Dataset entries:
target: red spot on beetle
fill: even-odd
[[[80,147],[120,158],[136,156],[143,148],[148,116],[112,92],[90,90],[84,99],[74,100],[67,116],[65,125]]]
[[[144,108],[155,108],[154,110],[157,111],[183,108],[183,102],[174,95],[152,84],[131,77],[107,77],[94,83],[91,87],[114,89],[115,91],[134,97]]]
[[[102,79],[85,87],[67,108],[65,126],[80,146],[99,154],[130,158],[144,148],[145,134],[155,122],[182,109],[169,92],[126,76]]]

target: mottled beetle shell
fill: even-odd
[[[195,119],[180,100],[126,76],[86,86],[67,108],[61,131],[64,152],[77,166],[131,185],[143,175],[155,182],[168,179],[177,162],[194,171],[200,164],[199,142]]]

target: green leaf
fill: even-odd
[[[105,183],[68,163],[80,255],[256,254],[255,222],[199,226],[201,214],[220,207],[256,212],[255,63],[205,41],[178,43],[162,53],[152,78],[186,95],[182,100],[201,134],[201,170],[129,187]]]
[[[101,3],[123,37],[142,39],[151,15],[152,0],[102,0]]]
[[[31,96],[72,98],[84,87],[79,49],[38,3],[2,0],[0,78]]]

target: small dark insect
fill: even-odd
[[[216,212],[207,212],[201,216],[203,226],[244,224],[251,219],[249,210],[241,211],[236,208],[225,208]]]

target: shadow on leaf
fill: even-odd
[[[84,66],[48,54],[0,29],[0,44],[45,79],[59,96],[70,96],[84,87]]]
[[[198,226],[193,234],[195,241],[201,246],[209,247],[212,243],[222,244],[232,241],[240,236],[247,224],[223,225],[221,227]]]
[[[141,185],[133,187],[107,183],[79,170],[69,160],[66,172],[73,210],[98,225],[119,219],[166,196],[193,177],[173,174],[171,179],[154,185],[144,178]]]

Written request: Restate all of the entries above precisely.

Solution to the exercise:
target: red spot on beetle
fill: even-odd
[[[80,147],[120,158],[136,156],[143,148],[148,116],[112,92],[90,90],[84,99],[74,100],[67,116],[65,125]]]
[[[144,108],[155,108],[154,110],[157,111],[183,108],[183,102],[174,95],[152,84],[131,77],[107,77],[94,83],[91,87],[114,89],[115,91],[134,97]]]
[[[102,79],[85,87],[67,108],[65,126],[80,146],[99,154],[130,158],[144,148],[145,134],[155,122],[182,109],[169,92],[126,76]]]

target: mottled beetle shell
fill: even-odd
[[[195,119],[180,100],[126,76],[86,86],[67,108],[61,131],[64,152],[77,166],[131,185],[143,175],[155,182],[168,179],[177,162],[194,171],[200,164],[199,142]]]

target: green leaf
fill: even-odd
[[[105,183],[68,163],[80,255],[256,254],[255,222],[199,226],[201,214],[220,207],[256,212],[255,63],[205,41],[178,43],[162,53],[152,78],[186,95],[182,100],[201,134],[201,170],[129,187]]]
[[[101,3],[123,37],[142,39],[151,15],[152,0],[102,0]]]
[[[31,96],[72,98],[84,87],[79,49],[38,3],[2,0],[0,78]]]

target: small dark insect
fill: even-odd
[[[216,212],[207,212],[201,216],[203,226],[244,224],[251,219],[249,210],[241,211],[236,208],[225,208]]]

target: shadow on leaf
fill: even-odd
[[[84,66],[48,54],[0,29],[0,44],[45,79],[59,96],[70,96],[84,87]]]
[[[198,226],[193,234],[195,241],[201,246],[209,247],[212,243],[222,244],[232,241],[240,236],[247,224],[223,225],[221,227]]]
[[[141,185],[133,187],[107,183],[79,170],[69,160],[66,172],[73,210],[98,225],[119,219],[166,196],[193,177],[173,174],[171,179],[154,185],[144,178]]]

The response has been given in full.